_TASK TO COMPLETE_
Each line from the one that contains "line, e.g. [108,18]" to the end of the material must be set down exactly, and no line before it.

◆ ◆ ◆ ◆ ◆

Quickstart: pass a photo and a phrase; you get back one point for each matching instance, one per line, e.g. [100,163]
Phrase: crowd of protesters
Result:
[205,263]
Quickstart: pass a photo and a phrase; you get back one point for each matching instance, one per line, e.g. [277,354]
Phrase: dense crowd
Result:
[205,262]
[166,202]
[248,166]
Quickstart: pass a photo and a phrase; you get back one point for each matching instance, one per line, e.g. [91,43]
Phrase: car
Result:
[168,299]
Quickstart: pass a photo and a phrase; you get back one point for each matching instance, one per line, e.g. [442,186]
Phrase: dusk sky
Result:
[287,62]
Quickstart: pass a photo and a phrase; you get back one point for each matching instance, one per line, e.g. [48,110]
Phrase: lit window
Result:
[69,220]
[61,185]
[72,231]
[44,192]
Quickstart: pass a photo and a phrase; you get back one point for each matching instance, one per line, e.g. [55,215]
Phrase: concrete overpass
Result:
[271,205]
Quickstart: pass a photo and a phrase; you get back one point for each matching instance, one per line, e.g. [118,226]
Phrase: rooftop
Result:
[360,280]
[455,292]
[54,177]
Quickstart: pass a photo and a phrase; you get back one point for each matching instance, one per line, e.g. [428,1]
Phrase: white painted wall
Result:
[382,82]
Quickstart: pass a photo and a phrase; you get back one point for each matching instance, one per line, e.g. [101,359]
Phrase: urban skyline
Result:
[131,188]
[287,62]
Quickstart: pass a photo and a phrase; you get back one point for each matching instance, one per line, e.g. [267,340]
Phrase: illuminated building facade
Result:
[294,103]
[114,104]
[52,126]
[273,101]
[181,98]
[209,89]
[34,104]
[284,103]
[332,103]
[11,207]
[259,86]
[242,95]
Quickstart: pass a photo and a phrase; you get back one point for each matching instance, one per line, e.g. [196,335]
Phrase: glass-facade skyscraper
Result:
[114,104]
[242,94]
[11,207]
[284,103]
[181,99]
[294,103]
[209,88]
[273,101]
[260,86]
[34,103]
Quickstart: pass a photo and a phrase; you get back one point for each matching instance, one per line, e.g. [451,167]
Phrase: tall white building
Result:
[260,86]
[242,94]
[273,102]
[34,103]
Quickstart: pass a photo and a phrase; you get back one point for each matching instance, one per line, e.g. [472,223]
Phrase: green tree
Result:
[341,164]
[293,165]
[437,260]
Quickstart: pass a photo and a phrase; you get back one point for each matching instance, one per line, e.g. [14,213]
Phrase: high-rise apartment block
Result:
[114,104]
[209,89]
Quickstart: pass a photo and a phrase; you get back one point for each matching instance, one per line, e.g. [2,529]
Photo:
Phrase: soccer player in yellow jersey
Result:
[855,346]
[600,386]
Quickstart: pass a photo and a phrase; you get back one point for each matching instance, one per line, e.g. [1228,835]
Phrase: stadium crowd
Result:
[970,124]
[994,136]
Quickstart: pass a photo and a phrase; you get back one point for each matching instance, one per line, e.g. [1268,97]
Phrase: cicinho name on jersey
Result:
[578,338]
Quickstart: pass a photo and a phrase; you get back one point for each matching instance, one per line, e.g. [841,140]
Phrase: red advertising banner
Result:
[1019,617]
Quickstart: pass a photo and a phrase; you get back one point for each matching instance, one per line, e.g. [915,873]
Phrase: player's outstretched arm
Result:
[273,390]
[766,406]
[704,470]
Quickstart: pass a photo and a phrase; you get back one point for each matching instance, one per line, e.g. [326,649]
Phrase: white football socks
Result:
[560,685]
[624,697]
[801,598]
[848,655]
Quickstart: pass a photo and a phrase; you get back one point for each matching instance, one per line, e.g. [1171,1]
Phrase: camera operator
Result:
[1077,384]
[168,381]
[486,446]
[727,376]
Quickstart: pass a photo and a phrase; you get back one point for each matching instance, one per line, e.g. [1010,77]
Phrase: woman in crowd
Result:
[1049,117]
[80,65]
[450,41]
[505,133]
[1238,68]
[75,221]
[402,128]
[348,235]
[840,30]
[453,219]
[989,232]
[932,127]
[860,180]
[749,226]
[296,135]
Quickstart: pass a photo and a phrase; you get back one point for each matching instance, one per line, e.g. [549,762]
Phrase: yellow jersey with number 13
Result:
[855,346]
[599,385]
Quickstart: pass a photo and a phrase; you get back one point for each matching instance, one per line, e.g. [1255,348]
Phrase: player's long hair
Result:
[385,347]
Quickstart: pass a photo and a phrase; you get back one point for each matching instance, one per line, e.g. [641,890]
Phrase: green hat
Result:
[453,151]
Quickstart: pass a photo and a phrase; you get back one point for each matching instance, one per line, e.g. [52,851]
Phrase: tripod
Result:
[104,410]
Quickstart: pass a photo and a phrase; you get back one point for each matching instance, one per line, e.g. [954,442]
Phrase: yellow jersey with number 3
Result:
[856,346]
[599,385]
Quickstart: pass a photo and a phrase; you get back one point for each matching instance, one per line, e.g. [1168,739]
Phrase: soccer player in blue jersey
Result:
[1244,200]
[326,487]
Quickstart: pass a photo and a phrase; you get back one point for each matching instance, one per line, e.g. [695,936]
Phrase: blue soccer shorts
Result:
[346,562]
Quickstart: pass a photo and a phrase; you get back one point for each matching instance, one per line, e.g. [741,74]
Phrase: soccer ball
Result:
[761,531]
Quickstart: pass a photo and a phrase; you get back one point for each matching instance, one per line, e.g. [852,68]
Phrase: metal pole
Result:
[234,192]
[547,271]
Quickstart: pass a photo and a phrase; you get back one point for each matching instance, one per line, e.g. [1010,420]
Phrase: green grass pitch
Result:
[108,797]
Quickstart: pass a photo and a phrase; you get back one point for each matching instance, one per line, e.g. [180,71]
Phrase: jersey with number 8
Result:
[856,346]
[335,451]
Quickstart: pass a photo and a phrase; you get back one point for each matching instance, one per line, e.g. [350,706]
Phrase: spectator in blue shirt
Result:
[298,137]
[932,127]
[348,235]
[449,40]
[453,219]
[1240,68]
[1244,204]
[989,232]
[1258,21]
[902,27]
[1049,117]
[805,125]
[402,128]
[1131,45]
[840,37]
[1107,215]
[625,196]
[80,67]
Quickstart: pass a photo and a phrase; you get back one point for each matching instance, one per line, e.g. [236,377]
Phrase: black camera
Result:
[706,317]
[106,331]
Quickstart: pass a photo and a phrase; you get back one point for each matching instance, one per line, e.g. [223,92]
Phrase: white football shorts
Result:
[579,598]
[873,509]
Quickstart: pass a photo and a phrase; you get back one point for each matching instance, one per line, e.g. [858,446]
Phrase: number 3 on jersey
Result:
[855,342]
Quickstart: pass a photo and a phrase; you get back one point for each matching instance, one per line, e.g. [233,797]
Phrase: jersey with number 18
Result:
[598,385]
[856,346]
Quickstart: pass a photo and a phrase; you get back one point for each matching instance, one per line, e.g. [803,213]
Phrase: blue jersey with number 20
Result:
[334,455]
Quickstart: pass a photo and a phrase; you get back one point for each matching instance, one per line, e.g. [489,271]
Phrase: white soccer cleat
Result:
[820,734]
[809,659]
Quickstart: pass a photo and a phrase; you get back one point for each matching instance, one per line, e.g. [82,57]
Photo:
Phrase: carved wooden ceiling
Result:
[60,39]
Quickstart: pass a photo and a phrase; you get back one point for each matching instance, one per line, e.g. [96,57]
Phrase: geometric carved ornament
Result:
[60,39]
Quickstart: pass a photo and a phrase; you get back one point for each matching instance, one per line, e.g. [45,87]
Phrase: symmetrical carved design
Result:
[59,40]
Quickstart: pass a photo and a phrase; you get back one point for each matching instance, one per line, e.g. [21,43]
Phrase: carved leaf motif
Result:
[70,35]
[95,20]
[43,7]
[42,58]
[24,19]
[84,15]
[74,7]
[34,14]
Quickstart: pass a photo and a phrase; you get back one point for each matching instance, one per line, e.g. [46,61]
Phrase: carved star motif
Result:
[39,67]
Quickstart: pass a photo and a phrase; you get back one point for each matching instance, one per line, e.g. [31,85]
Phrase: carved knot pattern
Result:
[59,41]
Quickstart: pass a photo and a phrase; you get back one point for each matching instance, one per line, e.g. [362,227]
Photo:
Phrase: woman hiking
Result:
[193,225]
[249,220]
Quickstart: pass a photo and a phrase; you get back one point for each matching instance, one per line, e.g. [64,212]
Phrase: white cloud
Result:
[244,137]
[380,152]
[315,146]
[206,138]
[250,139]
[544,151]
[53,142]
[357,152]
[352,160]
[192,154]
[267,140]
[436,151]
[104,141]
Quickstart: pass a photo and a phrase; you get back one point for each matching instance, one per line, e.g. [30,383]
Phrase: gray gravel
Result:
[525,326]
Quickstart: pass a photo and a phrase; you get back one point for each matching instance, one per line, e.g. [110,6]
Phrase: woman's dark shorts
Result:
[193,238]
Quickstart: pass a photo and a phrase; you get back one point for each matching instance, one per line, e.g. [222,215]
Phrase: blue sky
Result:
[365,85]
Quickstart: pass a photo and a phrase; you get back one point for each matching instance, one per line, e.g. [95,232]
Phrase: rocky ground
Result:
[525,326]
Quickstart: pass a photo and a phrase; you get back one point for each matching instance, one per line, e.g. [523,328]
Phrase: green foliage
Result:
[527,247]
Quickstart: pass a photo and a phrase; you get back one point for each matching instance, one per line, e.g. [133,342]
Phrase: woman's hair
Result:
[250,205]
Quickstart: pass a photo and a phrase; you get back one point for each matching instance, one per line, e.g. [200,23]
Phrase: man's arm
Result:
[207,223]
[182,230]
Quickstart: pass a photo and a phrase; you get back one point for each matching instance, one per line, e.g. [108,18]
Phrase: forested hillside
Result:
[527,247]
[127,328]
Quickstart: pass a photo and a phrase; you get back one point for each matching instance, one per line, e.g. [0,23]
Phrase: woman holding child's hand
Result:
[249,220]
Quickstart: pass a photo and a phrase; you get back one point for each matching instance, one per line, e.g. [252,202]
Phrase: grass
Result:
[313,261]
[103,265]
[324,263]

◆ ◆ ◆ ◆ ◆

_EXERCISE RESULT_
Quickstart: pass a photo and a phrase; you get back one point for each matching instance, one per line, e.g. [108,18]
Phrase: forested hillside
Result:
[527,247]
[127,328]
Quickstart: pass a photo and a phrase; you get back one point for each matching instance, one per line, e.g. [0,23]
Phrase: woman holding child's hand
Result:
[249,220]
Quickstart: pass a photo and a phrase; you get back one point for each matching instance, one per line, e.g. [252,202]
Phrase: grass
Result:
[313,261]
[103,265]
[324,263]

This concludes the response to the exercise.